Vorstandssprecher des Bundesverbandes

Beitragsbild: cimddwc | CC BY 2.0 Generic

Viele Menschen haben die Hoffnung, dass 2021 besser wird als das vergangene Jahr - durch die Impfungen erscheint die Bewältigung der Covid-19-Pandemie nun greifbar. Doch die Pandemie ist längst nicht unser einziges Problem. Gedanken zum neuen Jahr von Erwin Kress, dem Vorstandssprecher des Humanistischen Verbandes Deutschlands.

Liebe achtsame Mitmenschen, liebe Freundinnen und Freunde unseres praktischen Humanismus,

möge Ihnen 2021 Freude, gute Gesundheit, Wohlergehen, Zuversicht und neue Möglichkeiten für ein zufriedenstellendes Leben bringen!

Was erwartet uns im neuen Jahr 2021? Die meisten Menschen auf der Welt freuen sich, dass das alte Jahr vergangen, oder, wie bei den Menschen in China, bald vorüber ist. Wir haben ein für die meisten von uns schwieriges Jahr erlebt. Aber das Coronavirus, das uns 2020 umgetrieben hat, verliert mit den Impfungen an Schrecken.

Wird 2021 ein gutes Jahr, wenn das Virus besiegt ist? Wir können so tun. Wir können wieder leben, wie es uns gefällt, auf Teufel komm raus.

Wirklich?
· · · ·
▶ AUFGABE A: Was lässt das Coronavirus laut den Gedanken zum neuen Jahr 2021 an Schrecken verlieren?
▶ AUFGABE B: Setze die Gedanken zum neuen Jahr 2021 nach „Wirklich?“ mit einigen Sätzen fort.

▶ DATENSATZINHALT:
· · · ·
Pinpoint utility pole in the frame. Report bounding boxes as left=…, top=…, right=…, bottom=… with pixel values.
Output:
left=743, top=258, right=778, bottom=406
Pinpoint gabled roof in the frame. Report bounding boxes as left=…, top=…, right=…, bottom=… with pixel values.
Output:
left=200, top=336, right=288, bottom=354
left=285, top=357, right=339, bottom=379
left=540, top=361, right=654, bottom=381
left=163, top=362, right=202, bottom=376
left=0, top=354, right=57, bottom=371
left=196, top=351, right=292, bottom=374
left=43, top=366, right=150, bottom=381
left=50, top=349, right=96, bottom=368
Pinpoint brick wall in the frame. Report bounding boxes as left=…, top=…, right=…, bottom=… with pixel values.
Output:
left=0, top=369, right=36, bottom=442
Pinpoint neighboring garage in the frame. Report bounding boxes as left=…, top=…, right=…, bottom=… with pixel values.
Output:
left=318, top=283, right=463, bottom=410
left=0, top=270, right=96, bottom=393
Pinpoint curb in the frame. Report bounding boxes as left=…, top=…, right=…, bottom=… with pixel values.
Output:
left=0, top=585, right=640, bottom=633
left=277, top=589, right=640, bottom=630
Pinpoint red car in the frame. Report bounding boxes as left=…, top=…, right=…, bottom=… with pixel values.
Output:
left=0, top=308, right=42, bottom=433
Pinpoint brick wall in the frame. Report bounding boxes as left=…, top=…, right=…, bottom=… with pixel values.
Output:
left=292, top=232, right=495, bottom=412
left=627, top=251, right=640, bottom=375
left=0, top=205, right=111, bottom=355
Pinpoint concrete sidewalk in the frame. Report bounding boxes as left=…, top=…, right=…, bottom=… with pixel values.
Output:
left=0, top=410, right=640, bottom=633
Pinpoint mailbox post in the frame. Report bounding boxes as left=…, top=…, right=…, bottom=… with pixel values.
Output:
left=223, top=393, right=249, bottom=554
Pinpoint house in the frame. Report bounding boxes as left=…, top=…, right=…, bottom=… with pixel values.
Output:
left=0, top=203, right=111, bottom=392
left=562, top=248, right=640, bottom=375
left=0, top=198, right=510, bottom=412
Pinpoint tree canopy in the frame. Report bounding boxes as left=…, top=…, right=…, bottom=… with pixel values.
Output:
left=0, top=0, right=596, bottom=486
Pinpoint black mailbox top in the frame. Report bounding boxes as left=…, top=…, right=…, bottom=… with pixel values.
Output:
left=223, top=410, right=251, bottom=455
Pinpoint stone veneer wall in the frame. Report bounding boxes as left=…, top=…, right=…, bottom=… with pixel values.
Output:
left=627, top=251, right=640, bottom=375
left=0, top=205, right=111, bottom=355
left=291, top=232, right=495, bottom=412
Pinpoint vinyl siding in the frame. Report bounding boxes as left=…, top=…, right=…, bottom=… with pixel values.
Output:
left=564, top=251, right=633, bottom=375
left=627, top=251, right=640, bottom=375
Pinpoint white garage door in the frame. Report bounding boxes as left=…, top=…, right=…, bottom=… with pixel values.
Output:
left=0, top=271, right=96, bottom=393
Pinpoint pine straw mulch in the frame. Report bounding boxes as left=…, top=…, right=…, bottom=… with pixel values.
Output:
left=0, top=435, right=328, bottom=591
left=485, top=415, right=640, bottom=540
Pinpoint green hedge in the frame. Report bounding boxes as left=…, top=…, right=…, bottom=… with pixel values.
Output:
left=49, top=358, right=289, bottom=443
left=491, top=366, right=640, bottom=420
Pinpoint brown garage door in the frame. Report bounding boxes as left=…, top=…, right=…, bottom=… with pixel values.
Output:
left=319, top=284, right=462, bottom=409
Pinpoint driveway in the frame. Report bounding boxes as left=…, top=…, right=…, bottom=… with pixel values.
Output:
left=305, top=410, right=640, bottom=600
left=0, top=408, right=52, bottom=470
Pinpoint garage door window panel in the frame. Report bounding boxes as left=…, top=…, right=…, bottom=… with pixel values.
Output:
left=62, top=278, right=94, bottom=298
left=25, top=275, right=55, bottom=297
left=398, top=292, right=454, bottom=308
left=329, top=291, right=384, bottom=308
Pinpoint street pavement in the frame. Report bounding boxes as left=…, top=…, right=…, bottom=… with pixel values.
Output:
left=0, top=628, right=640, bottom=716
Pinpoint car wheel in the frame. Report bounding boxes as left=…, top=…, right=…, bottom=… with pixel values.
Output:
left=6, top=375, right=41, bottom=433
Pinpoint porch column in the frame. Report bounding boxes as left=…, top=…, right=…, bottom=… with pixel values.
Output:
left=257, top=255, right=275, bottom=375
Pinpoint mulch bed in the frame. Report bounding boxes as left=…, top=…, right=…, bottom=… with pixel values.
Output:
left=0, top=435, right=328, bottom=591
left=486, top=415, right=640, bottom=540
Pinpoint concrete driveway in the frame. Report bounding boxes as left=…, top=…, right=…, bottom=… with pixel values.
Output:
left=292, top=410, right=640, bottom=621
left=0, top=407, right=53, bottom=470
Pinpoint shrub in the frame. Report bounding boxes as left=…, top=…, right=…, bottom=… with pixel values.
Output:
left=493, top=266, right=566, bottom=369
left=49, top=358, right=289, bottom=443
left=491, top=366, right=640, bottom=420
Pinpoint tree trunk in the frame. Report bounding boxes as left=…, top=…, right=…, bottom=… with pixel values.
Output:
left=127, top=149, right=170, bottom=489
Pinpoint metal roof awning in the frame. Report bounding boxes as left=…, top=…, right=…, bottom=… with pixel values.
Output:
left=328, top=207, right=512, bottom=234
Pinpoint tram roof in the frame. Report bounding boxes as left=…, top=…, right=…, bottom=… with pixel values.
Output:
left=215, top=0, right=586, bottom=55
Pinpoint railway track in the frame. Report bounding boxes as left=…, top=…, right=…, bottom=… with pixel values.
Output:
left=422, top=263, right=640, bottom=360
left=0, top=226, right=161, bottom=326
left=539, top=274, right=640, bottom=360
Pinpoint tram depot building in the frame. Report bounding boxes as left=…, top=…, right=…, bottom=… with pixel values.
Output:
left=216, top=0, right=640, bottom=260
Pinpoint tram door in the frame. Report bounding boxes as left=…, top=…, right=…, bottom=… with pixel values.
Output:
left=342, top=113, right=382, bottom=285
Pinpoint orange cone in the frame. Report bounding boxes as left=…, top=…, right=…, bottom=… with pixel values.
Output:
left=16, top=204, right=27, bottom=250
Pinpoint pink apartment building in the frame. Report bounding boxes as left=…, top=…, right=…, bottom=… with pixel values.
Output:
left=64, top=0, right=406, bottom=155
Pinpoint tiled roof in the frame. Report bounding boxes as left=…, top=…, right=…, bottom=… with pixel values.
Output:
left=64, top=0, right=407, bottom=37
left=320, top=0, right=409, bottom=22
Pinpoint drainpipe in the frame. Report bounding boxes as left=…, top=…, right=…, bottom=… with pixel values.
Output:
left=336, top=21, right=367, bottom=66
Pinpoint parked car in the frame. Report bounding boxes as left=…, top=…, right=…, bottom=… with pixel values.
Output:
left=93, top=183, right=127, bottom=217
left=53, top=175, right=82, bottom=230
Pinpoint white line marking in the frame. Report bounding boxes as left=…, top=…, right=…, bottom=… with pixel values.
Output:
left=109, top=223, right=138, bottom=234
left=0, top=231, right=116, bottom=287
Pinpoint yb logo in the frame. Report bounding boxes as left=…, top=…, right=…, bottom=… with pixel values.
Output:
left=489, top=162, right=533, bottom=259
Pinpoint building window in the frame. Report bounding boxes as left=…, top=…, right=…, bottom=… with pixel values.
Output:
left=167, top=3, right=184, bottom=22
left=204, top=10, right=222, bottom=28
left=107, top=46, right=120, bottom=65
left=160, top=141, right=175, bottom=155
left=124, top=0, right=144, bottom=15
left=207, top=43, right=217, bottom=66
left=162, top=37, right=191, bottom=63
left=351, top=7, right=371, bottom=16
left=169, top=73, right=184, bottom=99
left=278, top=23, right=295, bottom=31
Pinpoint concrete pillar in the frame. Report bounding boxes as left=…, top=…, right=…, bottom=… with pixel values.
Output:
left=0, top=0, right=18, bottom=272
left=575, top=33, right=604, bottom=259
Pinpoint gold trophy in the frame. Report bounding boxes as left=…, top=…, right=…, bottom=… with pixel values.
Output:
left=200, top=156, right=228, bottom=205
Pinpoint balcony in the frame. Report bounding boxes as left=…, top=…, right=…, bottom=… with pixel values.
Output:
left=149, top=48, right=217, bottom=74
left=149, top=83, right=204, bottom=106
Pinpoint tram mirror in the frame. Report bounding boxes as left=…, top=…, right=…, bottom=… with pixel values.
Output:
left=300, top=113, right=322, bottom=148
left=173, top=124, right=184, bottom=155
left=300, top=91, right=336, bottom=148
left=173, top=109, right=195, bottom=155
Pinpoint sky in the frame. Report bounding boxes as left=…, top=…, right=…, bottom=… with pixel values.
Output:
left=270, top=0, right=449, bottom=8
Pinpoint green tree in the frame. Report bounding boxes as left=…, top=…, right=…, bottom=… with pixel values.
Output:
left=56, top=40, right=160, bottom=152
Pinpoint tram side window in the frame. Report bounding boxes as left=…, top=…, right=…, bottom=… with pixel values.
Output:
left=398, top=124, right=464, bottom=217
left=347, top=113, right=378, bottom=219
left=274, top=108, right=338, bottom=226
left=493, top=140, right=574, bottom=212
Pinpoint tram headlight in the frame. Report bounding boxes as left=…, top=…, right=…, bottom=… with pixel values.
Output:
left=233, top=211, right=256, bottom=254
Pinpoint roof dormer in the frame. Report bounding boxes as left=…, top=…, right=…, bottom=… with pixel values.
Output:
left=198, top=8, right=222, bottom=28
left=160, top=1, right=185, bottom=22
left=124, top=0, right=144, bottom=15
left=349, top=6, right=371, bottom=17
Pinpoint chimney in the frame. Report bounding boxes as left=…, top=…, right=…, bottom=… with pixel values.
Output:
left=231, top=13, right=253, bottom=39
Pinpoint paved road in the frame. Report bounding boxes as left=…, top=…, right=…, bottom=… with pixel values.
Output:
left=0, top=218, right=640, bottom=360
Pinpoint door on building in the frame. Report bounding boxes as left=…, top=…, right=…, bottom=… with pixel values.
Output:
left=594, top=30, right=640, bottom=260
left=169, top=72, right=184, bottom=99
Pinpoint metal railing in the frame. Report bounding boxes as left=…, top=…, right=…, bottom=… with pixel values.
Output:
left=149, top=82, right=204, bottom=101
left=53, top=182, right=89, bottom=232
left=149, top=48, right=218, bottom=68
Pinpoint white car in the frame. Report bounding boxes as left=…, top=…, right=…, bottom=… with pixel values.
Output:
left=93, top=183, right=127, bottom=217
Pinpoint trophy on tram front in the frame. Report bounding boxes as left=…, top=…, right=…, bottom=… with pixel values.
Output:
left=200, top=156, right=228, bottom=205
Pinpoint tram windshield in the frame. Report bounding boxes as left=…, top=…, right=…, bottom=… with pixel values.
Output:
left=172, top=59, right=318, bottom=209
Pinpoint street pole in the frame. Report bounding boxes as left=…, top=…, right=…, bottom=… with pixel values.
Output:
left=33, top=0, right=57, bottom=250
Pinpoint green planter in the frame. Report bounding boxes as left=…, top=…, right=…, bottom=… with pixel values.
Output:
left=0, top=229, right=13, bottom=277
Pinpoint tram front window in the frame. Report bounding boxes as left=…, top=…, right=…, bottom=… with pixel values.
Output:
· · · ·
▶ ANTWORT A: Die Impfungen.

▶ ANTWORT B:
Leider nicht! Vielleicht spüren wir es noch nicht ausreichend, meinen noch, wegschauen zu können. Aber die Menschheit erlebt nun mehr und mehr die Folgen davon, dass sie seit Generationen rücksichtslos mit Natur und Umwelt umgeht, über ihre von der Natur gesteckten Verhältnisse lebt. Die Klimakrise ist nur ein Ausdruck davon. Manche Grönländer mögen es begrüßen, wenn sie künftig auf ihrer Insel Gemüse anbauen können. Die Containerschiffer mögen sich freuen, wenn sie eine eisfreie Nordroute befahren können. Dafür werden Millionen Menschen ihr Land wegen Überflutungen verlassen müssen. Zusammen mit der Ausbreitung von Dürregebieten wird dies neue Völkerwanderungen, neue Flüchtlingsströme zur Folge haben.

Andere menschengemachte Probleme kommen hinzu, zum Beispiel die Abholzung von Tropenwäldern, Vermüllung der Meere, Plünderung der Fischgründe. Die Ausweitung der Massentierhaltung geht auf Kosten der Lebensbereiche von Wildtieren, von nützlichen Insekten, ja auch auf Kosten unserer Gesundheit durch häufigere Pandemien. Der Rückgang günstiger Lebensumgebungen einerseits und der Kampf um Bodenschätze zur Deckung ständig steigender Konsum- und Komfortwünsche andererseits begünstigen mehr und mehr Verteilungskämpfe unter den Menschen, die immer wieder mit Waffengewalt ausgetragen werden.

So also ist die Ausgangslage. Für ein gutes Jahr? Es kommt darauf an!

Wir müssen unsere aktuelle Lage nüchtern analysieren, begreifen und als gegeben akzeptieren. Wenn wir gleichzeitig erkennen, dass sich die Menschheit selbst in diese Lage gebracht hat, dass sie menschengemacht ist, dann dürfen wir davon ausgehen, dass die Menschen die Lage auch wieder ändern, verbessern können. Dies wäre eine gute Erkenntnis. Und wenn wir Schritte in die erforderliche Richtung einleiten, dann kann es auch ein gutes Jahr werden.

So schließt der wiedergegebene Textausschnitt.